--- DATA SHOWN ---

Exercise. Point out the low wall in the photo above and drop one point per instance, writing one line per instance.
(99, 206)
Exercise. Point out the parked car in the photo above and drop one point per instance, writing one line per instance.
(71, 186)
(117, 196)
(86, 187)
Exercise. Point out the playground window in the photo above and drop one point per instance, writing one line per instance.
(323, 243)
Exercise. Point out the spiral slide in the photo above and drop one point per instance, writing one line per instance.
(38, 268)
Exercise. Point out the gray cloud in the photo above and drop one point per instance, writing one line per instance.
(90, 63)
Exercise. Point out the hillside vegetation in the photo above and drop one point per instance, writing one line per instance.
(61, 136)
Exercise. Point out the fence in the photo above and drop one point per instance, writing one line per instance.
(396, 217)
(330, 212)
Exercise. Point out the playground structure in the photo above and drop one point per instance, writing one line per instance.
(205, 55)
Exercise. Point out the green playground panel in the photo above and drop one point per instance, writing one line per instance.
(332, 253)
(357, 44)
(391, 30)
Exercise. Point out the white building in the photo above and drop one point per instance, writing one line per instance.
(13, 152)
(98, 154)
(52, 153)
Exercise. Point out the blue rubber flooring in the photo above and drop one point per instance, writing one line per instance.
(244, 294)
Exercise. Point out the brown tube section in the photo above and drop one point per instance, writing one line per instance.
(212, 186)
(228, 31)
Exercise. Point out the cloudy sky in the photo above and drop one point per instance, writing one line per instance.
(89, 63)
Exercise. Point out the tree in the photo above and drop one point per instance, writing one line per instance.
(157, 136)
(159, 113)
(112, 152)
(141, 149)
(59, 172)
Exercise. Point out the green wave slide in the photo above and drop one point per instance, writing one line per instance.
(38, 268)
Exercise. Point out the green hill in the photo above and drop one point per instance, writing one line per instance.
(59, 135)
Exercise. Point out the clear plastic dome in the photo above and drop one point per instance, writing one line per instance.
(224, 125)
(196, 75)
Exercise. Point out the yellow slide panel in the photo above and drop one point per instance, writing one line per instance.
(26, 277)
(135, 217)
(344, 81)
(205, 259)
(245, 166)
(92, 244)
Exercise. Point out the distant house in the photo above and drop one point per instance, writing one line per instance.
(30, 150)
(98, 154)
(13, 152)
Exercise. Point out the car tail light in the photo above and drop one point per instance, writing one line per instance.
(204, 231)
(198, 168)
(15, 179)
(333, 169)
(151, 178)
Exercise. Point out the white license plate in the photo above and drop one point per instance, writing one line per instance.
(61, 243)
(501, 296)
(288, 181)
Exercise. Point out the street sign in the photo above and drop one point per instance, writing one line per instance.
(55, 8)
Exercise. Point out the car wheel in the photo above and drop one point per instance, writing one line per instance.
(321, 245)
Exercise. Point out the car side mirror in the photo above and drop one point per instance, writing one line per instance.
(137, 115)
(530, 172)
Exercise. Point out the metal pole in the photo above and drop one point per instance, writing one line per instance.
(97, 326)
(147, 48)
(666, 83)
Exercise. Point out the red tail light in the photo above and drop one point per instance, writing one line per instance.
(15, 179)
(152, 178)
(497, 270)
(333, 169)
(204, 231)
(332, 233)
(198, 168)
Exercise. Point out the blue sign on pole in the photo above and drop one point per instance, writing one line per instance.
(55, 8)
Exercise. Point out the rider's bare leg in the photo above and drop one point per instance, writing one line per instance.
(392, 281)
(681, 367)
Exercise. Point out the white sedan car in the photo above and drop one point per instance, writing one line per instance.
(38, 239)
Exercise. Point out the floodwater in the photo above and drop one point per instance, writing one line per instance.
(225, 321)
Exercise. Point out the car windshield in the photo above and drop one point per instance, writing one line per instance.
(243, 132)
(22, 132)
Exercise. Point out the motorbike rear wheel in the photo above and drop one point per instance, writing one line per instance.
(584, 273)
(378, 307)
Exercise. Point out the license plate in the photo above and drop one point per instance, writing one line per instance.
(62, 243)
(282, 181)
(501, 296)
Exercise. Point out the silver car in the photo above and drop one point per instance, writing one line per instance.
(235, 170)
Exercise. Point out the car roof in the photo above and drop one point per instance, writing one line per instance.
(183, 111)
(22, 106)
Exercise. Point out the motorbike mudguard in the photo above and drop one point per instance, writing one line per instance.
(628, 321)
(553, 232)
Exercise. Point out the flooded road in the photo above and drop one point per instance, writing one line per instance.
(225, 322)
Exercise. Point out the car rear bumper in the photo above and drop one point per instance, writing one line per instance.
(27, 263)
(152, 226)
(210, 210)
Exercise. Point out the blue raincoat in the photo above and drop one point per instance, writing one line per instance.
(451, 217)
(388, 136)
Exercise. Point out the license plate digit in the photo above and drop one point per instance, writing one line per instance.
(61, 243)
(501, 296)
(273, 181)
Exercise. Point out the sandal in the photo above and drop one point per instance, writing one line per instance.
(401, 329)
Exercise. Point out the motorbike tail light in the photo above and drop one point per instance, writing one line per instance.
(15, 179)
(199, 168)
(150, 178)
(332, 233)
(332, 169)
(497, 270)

---

_TO DO_.
Take the lines above and print them exactly.

_SOLUTION TO THE EXERCISE_.
Exercise. Point out the low wall in the photo above and drop one point per instance, writing one line per instance.
(99, 206)
Exercise. Point out the parked car in the photo above and drop one point per instance, writing one line per instance.
(71, 186)
(117, 196)
(86, 187)
Exercise. Point out the playground window in the photo above and drop one point per instance, writing one line per instance.
(323, 243)
Exercise. Point out the spiral slide in the photo above and drop one point per instance, writing one line per instance.
(38, 268)
Exercise. Point out the gray cloud in the photo above and drop one point per instance, writing one line per instance.
(90, 63)
Exercise. Point out the hillside vegetation in the photo above and drop one point per instance, writing one line per instance.
(61, 136)
Exercise. Point out the fence in the photo above and drop one point per instance, writing one line per instance.
(396, 217)
(330, 212)
Exercise. Point out the playground structure in the photo above and drop one point per instance, writing one line per instance.
(205, 55)
Exercise. Point out the green playground panel in the photo above and drop one point per instance, writing one line per instance.
(332, 253)
(357, 44)
(391, 30)
Exercise. Point out the white building in the photo above and drop one point per instance, writing one line per instance.
(13, 152)
(98, 154)
(52, 153)
Exercise. Point out the blue rubber flooring in the photo above and drop one point per instance, writing one line per instance.
(244, 294)
Exercise. Point out the brown tube section in the photo above and drop one point per instance, writing one line per instance.
(212, 186)
(228, 31)
Exercise. Point out the cloudy sky in the photo above and drop one point per instance, writing one line per instance.
(89, 63)
Exercise. Point out the tree in the photo above and drop one point per instance, writing one line per instance.
(157, 136)
(159, 113)
(112, 152)
(141, 149)
(59, 172)
Exercise. Point out the green wave slide in the photo above and drop one point per instance, writing one line per instance.
(38, 268)
Exercise. Point out the green hill in the photo above and drop one point per instance, writing one line per instance.
(59, 135)
Exercise. Point out the clear plastic dome in the photo above and drop one point per instance, writing one line per instance.
(224, 125)
(196, 75)
Exercise. Point out the yellow slide panel in the photo above and drop one point per instance, writing one line per instance.
(26, 277)
(135, 217)
(344, 81)
(205, 259)
(245, 166)
(92, 244)
Exercise. Point out the distant house in the photo above and drop one point per instance, writing one line per instance.
(30, 150)
(98, 154)
(13, 152)
Exercise. Point out the car tail light in the photo above and drop one point per instance, writing one line per instance.
(204, 231)
(198, 168)
(15, 179)
(333, 169)
(151, 178)
Exercise. Point out the white license plate in the photo above and drop one point per instance, writing one line per instance.
(61, 243)
(501, 296)
(288, 181)
Exercise. Point out the street sign in the photo above and drop one point per instance, writing one line per instance.
(55, 8)
Exercise. Point out the car wheel in the photo above and drop one point per instance, writing one line per instance.
(321, 245)
Exercise. Point out the car side mirror in the photo above and drop one point per instance, writing one line per instance.
(137, 115)
(530, 172)
Exercise. Point out the metal pole in the photo above and drop one point per instance, writing one line per instance.
(97, 326)
(147, 48)
(666, 83)
Exercise. Point out the red tail light in the photo above and drop one point per instance, writing one line per instance.
(15, 179)
(152, 178)
(497, 270)
(333, 169)
(204, 231)
(332, 233)
(198, 168)
Exercise. Point out the blue sign on pole in the photo above and drop one point per instance, writing one line per instance.
(55, 8)
Exercise. Point out the rider's bare leg in the photo above and drop one point per instance, writing one line per instance.
(392, 281)
(681, 367)
Exercise. Point out the white sedan car in the photo above and drop one point per instance, writing one line per instance.
(38, 239)
Exercise. Point out the floodwater in the photo above and drop one point per instance, writing one line per instance.
(225, 321)
Exercise. Point out the car windshield in the photo above and drop one point per instance, writing one line per instance.
(243, 132)
(22, 132)
Exercise. Point out the motorbike rear wheel in the photo above and drop one point per instance, writing one line per instance.
(584, 273)
(378, 307)
Exercise. Point out the license plate in the photo above and drop one point per instance, writing one line per instance.
(62, 243)
(282, 181)
(501, 296)
Exercise. Point out the silver car in the photo above and drop one point per instance, writing one line per instance.
(235, 170)
Exercise. Point out the car roof in the photo above and drop one point per instance, writing one line per instance.
(183, 111)
(22, 106)
Exercise. Point out the motorbike mudguard in the photo above and drop one point per instance, writing one line per instance.
(628, 321)
(553, 232)
Exercise. Point out the flooded road in the photo above and drop one point per instance, writing one line per instance.
(225, 322)
Exercise. Point out the car rear bumper in the photo above and drop one point per instance, writing one line per instance.
(27, 263)
(152, 226)
(210, 210)
Exercise. Point out the blue raincoat in the photo above and drop one point per instance, writing one line per instance.
(451, 217)
(388, 136)
Exercise. Point out the license plate digit in the photo above and drop one point per instance, writing one line per instance.
(61, 243)
(501, 296)
(273, 181)
Exercise. Point out the sandal in the photo above and drop one point per instance, writing one line per instance.
(401, 329)
Exercise. Point out the motorbike tail light in the photo above and drop one point per instance, writing one line per instance.
(15, 179)
(199, 168)
(150, 178)
(332, 233)
(332, 169)
(497, 270)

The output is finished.